Instruction -
Copy the records below word for word, omitting the pictures.

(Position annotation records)
* Begin *
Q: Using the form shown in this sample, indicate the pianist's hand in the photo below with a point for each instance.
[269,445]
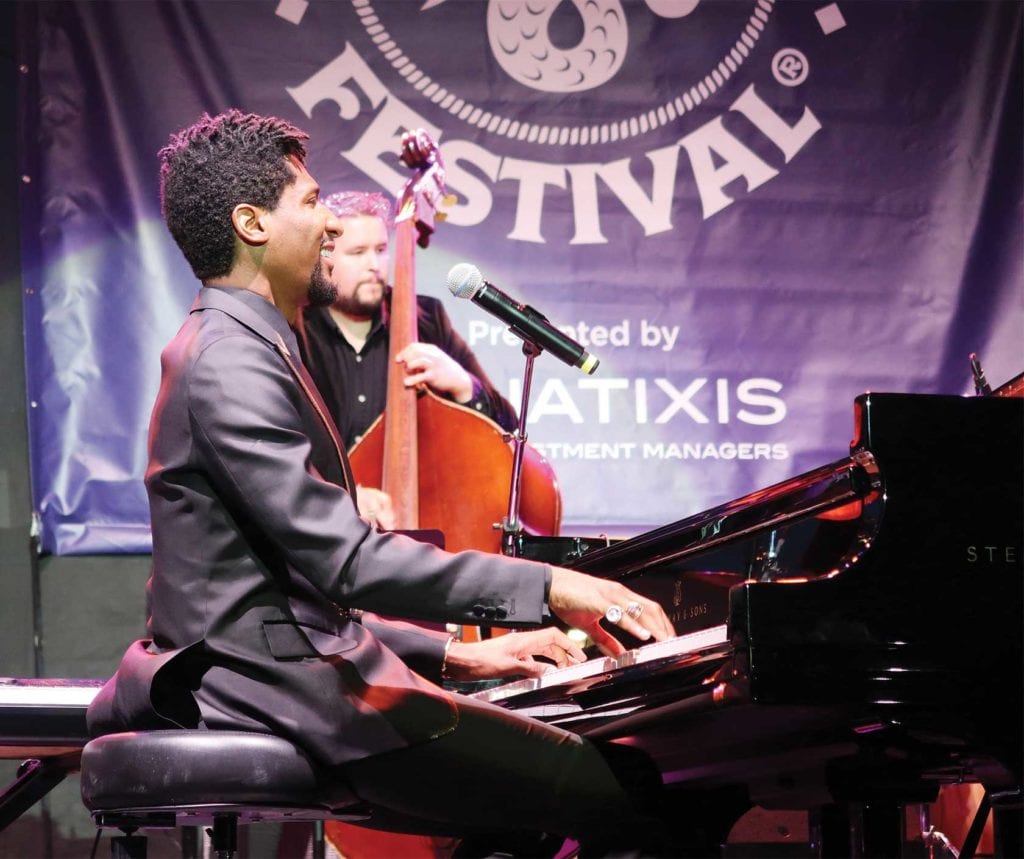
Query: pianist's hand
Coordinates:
[510,654]
[583,601]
* End *
Output for this exercise -
Q: Using the form shown in this sample, indicate the pianist's hand in the photo below with a point for each instance.
[269,445]
Query: pianist's hand
Coordinates:
[510,654]
[583,601]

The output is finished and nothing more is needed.